======== Listed entries ========

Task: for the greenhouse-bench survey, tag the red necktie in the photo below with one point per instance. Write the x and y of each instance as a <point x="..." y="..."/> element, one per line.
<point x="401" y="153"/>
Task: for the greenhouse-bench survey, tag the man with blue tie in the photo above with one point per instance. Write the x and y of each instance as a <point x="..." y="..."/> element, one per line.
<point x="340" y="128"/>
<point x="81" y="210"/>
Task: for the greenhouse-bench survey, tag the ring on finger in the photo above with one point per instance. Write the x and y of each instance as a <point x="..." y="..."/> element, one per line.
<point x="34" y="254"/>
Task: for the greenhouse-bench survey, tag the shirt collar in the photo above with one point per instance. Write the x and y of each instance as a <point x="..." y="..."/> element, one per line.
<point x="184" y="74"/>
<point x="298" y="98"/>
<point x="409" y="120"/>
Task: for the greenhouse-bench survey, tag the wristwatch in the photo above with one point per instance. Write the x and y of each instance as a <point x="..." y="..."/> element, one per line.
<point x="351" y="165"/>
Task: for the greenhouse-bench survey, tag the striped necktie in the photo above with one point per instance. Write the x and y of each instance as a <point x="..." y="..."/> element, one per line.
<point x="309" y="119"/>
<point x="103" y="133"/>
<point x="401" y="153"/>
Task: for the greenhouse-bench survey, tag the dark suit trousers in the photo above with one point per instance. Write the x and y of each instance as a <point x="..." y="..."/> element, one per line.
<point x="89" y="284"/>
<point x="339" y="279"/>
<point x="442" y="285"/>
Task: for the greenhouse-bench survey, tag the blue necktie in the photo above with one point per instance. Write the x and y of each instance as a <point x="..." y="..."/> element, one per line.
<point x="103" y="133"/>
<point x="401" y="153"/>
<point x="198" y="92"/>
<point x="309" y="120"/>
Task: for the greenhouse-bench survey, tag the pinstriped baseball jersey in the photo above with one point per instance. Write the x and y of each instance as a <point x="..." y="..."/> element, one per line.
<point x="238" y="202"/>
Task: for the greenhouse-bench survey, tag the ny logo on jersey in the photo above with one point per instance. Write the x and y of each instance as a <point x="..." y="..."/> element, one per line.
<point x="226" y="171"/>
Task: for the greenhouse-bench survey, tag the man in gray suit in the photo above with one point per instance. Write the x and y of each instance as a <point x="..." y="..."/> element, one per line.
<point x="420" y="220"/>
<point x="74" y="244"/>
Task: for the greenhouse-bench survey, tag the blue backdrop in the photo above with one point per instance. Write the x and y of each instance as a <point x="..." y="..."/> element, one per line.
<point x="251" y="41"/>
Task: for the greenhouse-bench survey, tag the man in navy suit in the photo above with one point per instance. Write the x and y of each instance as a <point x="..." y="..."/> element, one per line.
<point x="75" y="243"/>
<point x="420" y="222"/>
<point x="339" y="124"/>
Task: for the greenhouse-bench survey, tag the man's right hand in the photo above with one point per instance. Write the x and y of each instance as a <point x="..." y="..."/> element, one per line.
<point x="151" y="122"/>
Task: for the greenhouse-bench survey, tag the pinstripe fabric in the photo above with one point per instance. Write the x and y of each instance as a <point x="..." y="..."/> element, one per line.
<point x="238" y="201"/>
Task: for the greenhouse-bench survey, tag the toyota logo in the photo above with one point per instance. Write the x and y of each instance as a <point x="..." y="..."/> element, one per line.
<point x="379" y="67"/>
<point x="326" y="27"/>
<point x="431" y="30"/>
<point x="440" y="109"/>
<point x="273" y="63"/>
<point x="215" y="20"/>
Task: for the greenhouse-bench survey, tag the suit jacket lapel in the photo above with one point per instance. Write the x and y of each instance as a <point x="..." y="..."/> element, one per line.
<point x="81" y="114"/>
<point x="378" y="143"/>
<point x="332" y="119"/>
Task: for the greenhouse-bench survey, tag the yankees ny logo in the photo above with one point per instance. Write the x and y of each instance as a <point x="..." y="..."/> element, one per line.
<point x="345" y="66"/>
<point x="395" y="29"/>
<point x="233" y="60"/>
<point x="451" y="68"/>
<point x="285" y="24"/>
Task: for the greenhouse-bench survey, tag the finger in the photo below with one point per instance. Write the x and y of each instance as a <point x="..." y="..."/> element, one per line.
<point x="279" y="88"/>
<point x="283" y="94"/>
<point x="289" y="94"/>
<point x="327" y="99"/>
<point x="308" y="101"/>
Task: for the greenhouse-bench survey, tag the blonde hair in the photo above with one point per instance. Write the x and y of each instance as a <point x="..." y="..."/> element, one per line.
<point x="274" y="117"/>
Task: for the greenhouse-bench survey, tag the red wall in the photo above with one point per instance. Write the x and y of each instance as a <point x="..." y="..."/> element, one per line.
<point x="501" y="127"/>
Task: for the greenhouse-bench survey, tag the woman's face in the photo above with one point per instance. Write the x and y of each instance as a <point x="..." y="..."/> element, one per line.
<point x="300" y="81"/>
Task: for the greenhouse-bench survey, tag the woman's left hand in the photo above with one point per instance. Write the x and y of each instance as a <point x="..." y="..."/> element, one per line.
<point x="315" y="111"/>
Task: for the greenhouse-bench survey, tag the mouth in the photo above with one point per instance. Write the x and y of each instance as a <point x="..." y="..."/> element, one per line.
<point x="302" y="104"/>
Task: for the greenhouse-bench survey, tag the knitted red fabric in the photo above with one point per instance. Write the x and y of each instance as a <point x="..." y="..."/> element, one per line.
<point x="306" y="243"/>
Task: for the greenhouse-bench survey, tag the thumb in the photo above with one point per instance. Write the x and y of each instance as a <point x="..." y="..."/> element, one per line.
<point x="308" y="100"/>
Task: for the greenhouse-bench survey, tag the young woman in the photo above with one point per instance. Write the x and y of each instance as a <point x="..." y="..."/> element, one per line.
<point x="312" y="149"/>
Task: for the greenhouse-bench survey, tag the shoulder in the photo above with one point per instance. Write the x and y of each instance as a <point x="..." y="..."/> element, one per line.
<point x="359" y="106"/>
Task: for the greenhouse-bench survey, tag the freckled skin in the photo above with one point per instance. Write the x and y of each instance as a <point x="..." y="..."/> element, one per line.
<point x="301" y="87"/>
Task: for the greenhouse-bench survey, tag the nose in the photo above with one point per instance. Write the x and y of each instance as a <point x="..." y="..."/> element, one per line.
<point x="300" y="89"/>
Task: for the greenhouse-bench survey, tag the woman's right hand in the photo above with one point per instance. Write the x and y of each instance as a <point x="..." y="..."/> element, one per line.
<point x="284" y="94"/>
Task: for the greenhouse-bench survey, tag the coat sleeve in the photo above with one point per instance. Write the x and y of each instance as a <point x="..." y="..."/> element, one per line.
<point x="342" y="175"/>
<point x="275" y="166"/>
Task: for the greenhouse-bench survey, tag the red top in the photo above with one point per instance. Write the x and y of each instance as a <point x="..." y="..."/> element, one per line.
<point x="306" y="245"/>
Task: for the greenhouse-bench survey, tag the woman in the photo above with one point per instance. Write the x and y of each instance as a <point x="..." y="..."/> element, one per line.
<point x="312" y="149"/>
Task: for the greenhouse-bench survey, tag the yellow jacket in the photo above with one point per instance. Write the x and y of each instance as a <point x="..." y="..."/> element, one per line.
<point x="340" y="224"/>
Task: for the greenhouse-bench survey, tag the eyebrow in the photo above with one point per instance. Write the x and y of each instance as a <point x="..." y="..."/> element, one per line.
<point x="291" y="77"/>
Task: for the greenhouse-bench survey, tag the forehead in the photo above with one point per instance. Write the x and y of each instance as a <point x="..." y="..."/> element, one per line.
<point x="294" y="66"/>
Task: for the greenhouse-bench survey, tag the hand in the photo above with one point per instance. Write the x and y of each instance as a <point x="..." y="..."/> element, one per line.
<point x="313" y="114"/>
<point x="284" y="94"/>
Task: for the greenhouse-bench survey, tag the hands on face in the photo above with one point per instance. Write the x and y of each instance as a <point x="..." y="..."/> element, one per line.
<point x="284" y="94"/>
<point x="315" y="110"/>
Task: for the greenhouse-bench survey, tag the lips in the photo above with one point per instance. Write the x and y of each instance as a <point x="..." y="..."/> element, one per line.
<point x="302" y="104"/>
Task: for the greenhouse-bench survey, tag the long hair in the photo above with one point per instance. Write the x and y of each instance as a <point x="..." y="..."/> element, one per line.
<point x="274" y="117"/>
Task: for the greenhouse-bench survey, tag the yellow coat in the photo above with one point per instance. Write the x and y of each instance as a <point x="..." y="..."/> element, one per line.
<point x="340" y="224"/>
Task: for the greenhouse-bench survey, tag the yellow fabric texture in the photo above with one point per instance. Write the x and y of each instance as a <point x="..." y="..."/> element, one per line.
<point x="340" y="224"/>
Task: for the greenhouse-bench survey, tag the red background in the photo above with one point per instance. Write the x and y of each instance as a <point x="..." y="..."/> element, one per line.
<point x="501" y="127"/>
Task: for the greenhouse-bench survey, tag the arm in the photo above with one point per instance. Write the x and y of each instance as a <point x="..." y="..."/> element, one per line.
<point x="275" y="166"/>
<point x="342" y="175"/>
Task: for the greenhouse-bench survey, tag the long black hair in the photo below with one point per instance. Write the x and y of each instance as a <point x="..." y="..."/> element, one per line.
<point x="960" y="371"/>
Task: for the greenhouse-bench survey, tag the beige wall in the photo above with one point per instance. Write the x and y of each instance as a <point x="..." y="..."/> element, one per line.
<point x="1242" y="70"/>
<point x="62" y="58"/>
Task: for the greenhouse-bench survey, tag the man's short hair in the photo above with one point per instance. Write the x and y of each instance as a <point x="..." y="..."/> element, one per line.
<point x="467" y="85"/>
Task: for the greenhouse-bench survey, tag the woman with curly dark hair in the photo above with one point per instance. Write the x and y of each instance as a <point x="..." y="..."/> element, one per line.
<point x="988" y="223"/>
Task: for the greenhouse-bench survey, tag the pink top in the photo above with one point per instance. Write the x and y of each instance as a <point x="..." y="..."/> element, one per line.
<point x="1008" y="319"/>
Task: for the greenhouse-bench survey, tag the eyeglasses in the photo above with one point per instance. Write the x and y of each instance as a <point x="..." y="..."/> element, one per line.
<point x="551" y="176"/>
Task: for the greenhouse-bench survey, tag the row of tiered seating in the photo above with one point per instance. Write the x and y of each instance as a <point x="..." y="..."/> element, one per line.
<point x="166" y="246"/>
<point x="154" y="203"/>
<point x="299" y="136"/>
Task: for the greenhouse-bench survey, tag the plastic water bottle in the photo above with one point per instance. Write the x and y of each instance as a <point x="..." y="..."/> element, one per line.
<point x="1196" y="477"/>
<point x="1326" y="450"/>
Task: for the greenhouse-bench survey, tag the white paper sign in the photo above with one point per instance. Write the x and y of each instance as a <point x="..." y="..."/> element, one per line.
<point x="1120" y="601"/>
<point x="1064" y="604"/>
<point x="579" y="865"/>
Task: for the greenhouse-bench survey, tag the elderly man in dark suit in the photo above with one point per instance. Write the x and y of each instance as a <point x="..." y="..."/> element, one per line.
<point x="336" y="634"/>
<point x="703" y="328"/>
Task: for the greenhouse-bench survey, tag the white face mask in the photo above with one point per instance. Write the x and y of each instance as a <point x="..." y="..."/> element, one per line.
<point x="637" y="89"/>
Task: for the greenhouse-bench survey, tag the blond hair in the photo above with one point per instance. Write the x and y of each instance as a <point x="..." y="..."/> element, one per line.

========

__Given exercise__: Repeat word for word every line from the one that holds "Task: for the greenhouse-bench survey, tag the elderly" to the end. Both ends count.

__Output of the exercise__:
Task: for the greenhouse-bench survey, tag the elderly man in dark suit in the photo above with one point per instance. Write the x and y of each instance as a <point x="..." y="..."/> element, one per line.
<point x="336" y="634"/>
<point x="703" y="328"/>
Task: for the greenhouse-bench survey, tag the white face mask in the photo above with one point per instance. Write the x and y of each instance as a <point x="..." y="..."/> element, one per line.
<point x="637" y="89"/>
Task: for the greenhouse-bench survey, tag the blond hair in the photo above with one point per instance. Write the x and y of each instance as a <point x="..." y="..."/> element, one per line.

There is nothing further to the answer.